*** RECORDS TO PROCESS ***
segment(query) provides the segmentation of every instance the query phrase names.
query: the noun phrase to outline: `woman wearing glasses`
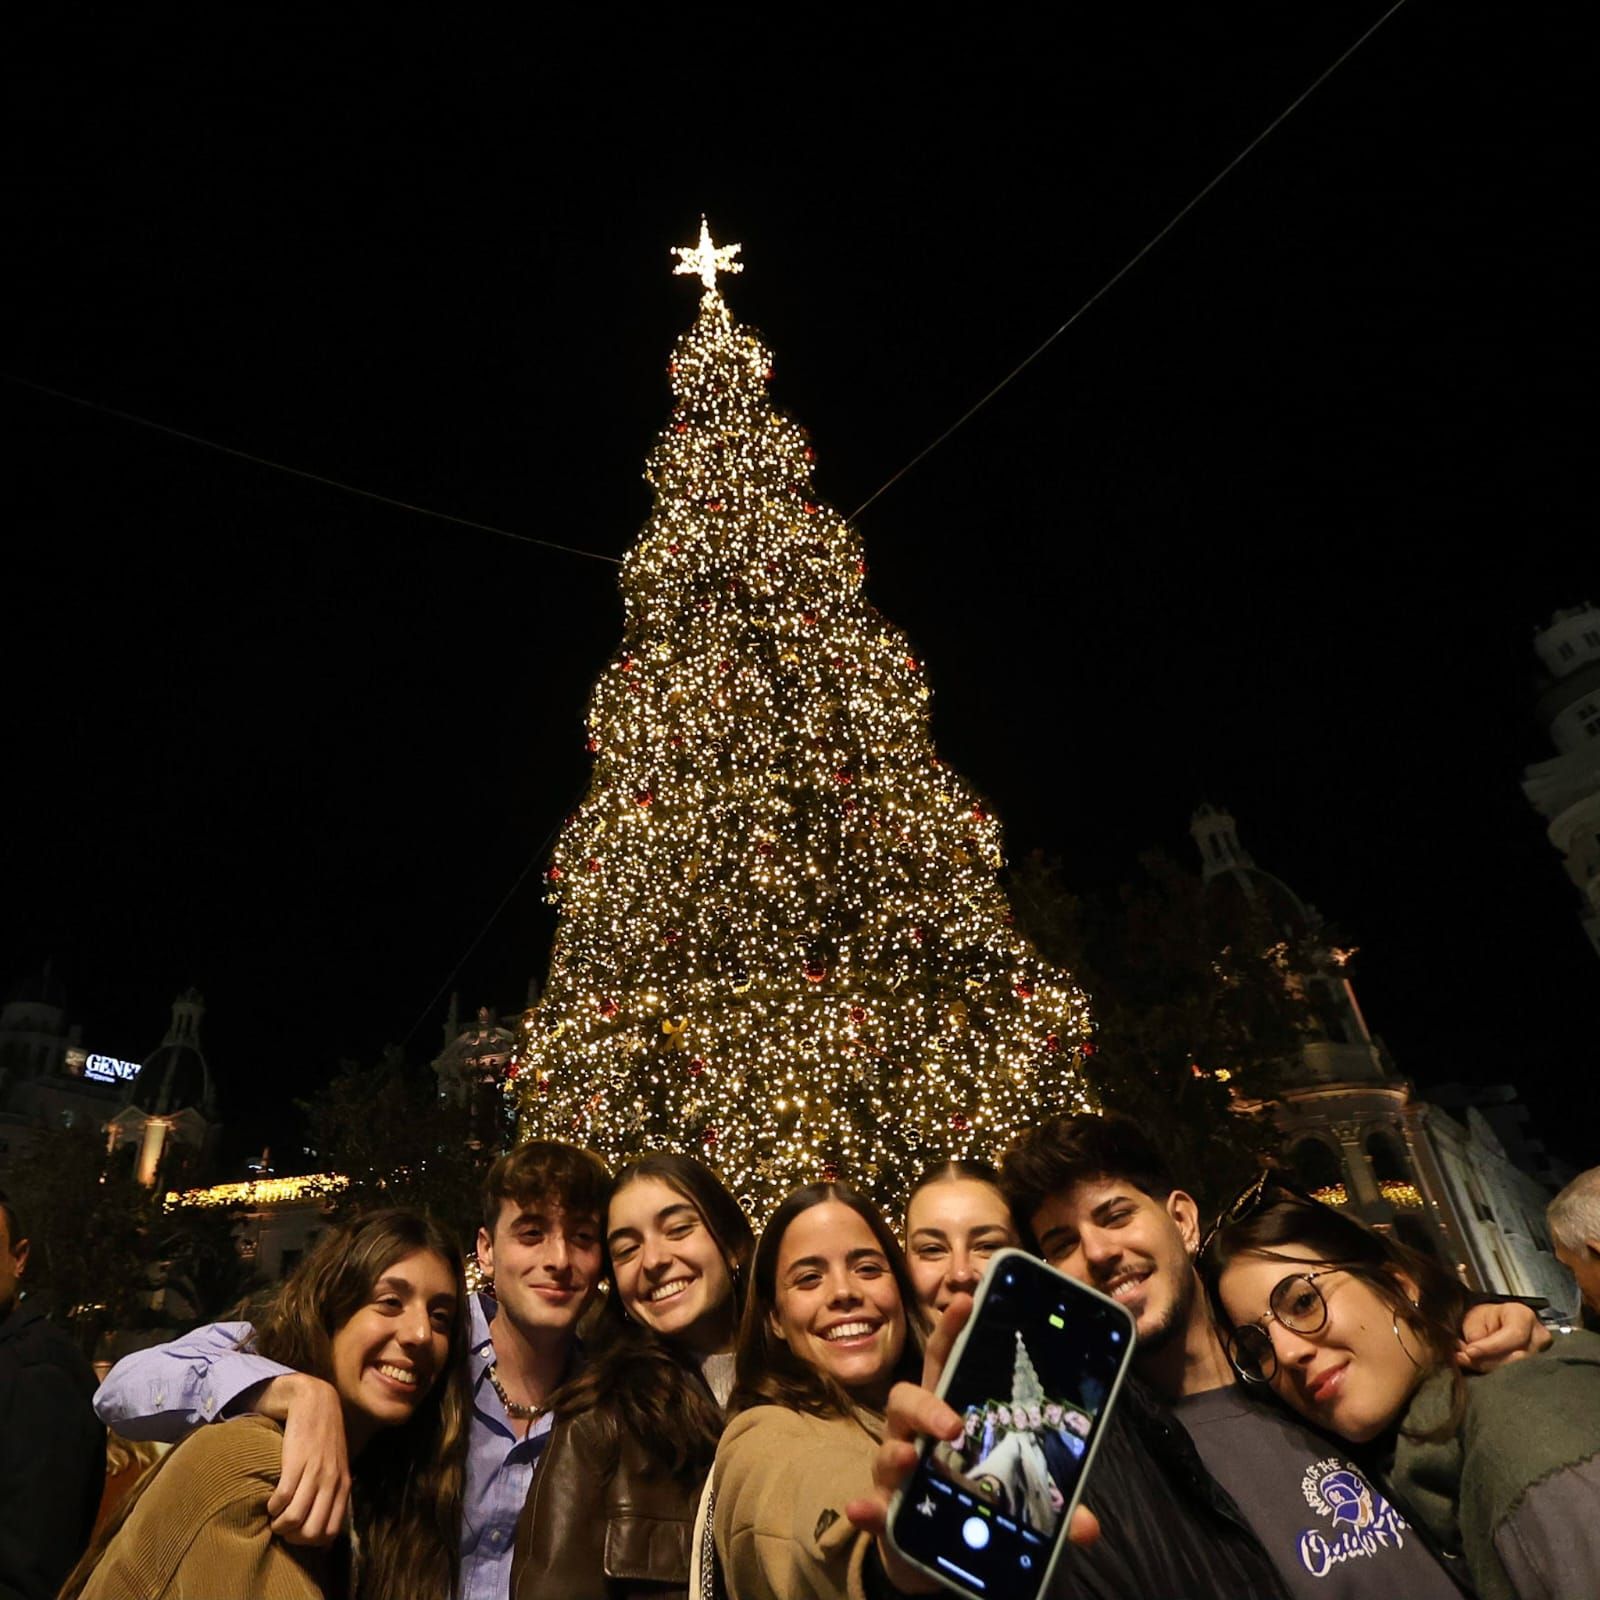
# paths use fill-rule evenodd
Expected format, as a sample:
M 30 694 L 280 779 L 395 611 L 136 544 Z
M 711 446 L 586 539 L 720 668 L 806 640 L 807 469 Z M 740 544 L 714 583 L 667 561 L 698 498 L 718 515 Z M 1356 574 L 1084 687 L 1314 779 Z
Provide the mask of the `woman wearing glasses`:
M 1600 1337 L 1465 1377 L 1454 1278 L 1270 1184 L 1200 1265 L 1239 1376 L 1370 1445 L 1372 1469 L 1483 1600 L 1600 1595 Z

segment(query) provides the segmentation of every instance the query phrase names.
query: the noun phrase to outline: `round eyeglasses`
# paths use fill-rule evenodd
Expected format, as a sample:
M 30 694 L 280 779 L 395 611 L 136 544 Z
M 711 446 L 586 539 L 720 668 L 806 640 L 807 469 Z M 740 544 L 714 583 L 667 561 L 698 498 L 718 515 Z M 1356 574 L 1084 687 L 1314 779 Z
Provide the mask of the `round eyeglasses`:
M 1266 1316 L 1228 1335 L 1228 1360 L 1246 1383 L 1271 1383 L 1278 1373 L 1278 1352 L 1265 1326 L 1267 1317 L 1290 1333 L 1321 1333 L 1328 1325 L 1328 1302 L 1317 1279 L 1345 1270 L 1325 1267 L 1320 1272 L 1292 1272 L 1280 1278 L 1267 1297 Z

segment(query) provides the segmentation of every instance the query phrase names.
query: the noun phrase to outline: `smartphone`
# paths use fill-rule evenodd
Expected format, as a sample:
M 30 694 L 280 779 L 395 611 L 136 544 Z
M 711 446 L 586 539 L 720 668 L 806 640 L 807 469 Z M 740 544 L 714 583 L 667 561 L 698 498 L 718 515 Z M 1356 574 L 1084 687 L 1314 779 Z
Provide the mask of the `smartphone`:
M 1133 1355 L 1115 1300 L 1021 1250 L 992 1258 L 939 1382 L 965 1421 L 924 1439 L 889 1542 L 960 1594 L 1036 1600 Z

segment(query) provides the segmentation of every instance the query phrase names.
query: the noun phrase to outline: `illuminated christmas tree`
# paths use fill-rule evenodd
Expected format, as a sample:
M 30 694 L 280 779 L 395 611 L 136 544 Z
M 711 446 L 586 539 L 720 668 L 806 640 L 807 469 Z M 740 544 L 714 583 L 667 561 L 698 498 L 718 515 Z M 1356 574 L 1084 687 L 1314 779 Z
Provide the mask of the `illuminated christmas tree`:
*** End of RECORDS TO PROCESS ***
Write out each line above that contains the word "noun".

#### EXERCISE RESPONSE:
query: the noun phrase to outline: `woman wearing glasses`
query: the noun phrase to outline: `round eyeglasses`
query: the noun phrase to outline: `smartphone`
query: the noun phrase to outline: `illuminated christmas tree`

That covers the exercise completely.